→ Objective:
Write out only the stretch of lines from the one containing "Run detection on man's hand" through the one containing "[[245, 210, 338, 381], [268, 347, 304, 381]]", replacing "lanyard cord" with "neck strap" and leaving all else unchanged.

→ Provided records:
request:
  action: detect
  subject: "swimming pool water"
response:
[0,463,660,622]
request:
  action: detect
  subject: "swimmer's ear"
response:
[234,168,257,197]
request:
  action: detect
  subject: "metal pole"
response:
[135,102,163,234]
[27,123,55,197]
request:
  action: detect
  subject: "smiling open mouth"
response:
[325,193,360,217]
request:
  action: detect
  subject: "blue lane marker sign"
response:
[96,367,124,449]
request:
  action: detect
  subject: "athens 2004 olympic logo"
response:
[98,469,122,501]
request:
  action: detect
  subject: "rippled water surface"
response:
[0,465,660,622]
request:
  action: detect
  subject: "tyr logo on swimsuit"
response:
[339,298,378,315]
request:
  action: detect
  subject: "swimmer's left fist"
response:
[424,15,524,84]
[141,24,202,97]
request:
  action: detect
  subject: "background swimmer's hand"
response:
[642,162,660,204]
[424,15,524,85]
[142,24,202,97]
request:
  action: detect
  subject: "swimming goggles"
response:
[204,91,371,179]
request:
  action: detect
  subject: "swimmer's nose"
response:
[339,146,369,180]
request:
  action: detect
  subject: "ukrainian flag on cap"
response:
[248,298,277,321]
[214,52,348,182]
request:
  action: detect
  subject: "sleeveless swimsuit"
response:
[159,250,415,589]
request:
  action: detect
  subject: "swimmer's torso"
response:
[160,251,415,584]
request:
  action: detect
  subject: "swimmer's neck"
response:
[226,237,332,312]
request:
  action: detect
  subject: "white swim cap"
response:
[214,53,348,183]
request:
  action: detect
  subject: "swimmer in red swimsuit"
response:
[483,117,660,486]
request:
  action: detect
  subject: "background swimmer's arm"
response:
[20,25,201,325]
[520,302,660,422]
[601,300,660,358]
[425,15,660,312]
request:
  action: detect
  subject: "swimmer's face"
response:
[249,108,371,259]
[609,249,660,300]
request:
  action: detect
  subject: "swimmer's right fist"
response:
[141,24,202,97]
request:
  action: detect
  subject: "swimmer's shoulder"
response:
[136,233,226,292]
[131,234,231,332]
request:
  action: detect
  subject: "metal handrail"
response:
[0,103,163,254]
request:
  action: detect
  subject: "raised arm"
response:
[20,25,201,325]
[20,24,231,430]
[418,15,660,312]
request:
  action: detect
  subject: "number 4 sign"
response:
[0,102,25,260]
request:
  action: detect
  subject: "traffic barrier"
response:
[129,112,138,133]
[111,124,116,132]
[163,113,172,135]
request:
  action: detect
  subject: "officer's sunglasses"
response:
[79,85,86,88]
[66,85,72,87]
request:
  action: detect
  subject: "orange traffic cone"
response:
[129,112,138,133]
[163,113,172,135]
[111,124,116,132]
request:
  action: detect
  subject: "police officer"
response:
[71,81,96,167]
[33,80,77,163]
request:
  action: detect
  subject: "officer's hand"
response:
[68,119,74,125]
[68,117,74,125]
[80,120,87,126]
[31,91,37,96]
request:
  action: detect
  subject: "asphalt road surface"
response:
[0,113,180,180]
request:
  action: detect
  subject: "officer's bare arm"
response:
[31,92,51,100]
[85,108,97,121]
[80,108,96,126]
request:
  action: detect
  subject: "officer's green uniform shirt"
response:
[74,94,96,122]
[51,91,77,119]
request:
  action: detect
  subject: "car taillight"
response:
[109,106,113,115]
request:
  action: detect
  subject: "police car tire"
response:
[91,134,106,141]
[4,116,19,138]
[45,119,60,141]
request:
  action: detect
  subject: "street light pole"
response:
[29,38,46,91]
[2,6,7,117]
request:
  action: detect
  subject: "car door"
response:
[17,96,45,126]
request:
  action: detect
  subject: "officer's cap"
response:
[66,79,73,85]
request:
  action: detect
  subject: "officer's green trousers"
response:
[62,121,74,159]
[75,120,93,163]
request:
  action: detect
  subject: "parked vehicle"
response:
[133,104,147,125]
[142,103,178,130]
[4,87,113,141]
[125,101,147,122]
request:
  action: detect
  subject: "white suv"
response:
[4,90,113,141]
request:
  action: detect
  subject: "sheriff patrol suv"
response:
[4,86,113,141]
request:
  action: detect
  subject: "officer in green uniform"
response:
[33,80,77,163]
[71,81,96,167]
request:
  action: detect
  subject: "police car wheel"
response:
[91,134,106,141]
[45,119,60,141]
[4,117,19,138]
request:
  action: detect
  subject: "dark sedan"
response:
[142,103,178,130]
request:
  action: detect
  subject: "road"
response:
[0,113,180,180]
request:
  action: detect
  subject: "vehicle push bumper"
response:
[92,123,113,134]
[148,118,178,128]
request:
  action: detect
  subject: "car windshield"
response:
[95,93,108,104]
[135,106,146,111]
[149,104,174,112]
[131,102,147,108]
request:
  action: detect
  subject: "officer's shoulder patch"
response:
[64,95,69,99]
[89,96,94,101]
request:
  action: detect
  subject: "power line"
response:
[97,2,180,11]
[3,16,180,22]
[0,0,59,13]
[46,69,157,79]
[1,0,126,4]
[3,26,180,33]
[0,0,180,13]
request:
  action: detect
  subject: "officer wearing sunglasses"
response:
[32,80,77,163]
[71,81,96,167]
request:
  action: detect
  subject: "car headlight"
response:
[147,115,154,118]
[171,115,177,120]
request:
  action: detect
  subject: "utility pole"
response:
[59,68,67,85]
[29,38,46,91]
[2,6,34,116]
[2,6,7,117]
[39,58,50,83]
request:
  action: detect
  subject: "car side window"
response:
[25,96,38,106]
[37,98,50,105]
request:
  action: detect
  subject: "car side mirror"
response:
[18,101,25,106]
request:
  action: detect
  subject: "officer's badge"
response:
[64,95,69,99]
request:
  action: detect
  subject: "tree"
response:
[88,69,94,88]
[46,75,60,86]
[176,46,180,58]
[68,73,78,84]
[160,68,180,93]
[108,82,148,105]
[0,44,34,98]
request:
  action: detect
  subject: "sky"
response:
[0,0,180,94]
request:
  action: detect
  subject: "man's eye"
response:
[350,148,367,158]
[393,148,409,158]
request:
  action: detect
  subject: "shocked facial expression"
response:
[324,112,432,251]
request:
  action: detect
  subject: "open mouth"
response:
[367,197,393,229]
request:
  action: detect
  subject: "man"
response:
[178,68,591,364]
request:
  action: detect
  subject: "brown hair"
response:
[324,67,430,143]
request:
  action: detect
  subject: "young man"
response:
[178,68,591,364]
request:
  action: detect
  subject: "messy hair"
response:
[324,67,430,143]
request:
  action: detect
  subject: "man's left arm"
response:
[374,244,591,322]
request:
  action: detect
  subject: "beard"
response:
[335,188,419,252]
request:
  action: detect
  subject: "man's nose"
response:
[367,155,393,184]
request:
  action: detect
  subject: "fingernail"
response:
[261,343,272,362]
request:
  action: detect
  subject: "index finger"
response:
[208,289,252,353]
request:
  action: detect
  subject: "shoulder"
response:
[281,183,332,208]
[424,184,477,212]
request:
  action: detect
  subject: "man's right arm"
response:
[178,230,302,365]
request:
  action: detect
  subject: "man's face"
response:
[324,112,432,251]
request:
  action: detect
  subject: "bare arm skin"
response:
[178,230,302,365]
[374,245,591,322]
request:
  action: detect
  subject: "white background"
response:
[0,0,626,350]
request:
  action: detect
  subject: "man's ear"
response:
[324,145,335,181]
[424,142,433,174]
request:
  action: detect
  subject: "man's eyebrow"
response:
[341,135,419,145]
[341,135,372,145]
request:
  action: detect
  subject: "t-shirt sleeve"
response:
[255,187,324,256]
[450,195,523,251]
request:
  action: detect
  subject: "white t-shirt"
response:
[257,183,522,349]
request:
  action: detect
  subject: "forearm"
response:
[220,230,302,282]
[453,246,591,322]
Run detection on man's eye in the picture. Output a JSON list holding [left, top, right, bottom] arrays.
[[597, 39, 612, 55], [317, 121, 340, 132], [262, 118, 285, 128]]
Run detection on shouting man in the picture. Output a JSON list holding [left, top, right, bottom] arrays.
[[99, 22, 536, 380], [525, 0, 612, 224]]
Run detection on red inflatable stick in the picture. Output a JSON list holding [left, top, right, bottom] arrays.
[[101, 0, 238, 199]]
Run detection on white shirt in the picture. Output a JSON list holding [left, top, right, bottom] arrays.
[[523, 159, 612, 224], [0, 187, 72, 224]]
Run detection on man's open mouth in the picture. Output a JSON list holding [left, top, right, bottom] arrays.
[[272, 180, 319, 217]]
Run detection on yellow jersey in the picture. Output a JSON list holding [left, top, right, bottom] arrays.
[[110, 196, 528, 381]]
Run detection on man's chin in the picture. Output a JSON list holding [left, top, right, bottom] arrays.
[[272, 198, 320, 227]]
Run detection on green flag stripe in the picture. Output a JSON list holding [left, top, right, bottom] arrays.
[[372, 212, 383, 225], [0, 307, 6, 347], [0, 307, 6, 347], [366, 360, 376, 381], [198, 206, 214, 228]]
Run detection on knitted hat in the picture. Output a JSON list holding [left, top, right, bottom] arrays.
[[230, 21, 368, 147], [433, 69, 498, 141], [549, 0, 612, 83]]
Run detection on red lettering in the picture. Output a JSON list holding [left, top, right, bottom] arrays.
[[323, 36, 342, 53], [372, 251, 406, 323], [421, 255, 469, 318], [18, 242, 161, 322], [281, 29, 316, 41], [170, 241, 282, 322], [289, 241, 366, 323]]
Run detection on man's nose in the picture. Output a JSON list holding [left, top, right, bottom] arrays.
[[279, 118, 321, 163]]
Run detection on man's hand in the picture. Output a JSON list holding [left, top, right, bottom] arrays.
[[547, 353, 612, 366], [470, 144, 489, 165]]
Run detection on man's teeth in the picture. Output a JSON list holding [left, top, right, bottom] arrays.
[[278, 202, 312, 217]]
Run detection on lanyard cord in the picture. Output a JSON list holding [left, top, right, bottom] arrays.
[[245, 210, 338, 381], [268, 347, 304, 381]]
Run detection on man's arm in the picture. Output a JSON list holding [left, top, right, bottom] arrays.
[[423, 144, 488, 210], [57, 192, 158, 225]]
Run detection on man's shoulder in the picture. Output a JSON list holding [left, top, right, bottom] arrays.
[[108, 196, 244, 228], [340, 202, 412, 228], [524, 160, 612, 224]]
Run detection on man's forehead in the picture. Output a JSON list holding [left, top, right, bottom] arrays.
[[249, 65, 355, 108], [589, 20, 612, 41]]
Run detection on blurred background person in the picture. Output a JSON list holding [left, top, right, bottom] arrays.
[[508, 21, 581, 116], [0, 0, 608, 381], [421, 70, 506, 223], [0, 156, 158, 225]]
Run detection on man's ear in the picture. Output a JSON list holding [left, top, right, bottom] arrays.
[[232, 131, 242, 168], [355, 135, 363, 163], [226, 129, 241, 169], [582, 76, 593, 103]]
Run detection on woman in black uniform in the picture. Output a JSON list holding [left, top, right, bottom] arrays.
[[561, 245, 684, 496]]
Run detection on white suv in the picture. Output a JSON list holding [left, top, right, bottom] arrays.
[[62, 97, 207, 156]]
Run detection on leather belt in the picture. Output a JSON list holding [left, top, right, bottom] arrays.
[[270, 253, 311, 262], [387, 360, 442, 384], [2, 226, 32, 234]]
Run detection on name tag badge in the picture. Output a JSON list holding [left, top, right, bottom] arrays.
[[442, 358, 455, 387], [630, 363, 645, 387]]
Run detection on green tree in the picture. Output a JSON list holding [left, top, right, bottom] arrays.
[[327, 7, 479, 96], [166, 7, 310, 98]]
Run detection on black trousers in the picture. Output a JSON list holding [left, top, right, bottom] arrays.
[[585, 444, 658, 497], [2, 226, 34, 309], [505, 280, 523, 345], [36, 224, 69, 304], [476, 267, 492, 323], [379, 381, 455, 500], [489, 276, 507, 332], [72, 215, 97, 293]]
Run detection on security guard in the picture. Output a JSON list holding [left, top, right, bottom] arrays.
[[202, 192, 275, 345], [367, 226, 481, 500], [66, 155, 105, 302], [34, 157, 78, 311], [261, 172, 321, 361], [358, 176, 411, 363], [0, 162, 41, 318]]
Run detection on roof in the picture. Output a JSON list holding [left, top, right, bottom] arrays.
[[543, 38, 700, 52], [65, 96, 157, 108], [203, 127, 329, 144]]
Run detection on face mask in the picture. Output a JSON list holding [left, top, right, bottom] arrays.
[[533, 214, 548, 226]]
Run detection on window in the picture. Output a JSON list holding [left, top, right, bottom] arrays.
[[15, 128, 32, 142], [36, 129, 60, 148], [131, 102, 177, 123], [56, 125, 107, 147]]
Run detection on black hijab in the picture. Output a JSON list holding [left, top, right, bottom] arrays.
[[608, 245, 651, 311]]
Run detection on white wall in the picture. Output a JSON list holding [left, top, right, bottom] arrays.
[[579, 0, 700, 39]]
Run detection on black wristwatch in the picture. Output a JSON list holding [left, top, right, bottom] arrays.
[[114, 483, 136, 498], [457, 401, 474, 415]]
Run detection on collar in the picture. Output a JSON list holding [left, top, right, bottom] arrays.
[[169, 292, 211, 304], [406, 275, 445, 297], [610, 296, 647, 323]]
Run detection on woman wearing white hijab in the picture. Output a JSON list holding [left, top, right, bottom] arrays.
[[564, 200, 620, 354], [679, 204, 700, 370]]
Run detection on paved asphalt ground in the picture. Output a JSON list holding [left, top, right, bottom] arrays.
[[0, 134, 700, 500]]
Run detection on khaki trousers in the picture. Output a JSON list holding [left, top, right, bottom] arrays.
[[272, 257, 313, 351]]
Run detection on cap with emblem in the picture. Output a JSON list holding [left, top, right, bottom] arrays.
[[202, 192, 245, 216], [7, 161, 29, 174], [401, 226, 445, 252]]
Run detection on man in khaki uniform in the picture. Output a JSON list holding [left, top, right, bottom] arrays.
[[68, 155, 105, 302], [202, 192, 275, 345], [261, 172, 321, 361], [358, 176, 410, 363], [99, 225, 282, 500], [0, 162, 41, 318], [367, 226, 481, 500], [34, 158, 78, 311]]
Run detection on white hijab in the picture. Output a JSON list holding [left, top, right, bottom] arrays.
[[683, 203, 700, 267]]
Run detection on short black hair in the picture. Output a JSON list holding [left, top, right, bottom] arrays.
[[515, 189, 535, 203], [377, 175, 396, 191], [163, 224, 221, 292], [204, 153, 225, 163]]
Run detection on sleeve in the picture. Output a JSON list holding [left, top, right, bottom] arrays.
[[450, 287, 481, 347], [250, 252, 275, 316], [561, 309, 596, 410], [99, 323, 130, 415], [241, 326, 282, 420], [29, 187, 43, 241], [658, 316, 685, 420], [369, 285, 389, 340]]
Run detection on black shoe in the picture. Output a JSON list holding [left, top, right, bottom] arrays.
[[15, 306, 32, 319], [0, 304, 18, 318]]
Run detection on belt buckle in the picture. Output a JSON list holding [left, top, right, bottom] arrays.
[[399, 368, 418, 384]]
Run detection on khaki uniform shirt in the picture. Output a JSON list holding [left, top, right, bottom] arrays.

→ Response:
Run detection on man's hand in the picture. Output a JSON list holding [left, top, right, bottom] arrays.
[[547, 353, 612, 366], [470, 144, 489, 165]]
Run detection on man's teeth in the picture. Output a JSON list holding [left, top, right, bottom] arrays.
[[278, 202, 312, 217]]
Run detection on neck strap in the picture. Output a JSON list holding [left, top, right, bottom] arrays.
[[245, 210, 338, 381], [268, 347, 304, 381]]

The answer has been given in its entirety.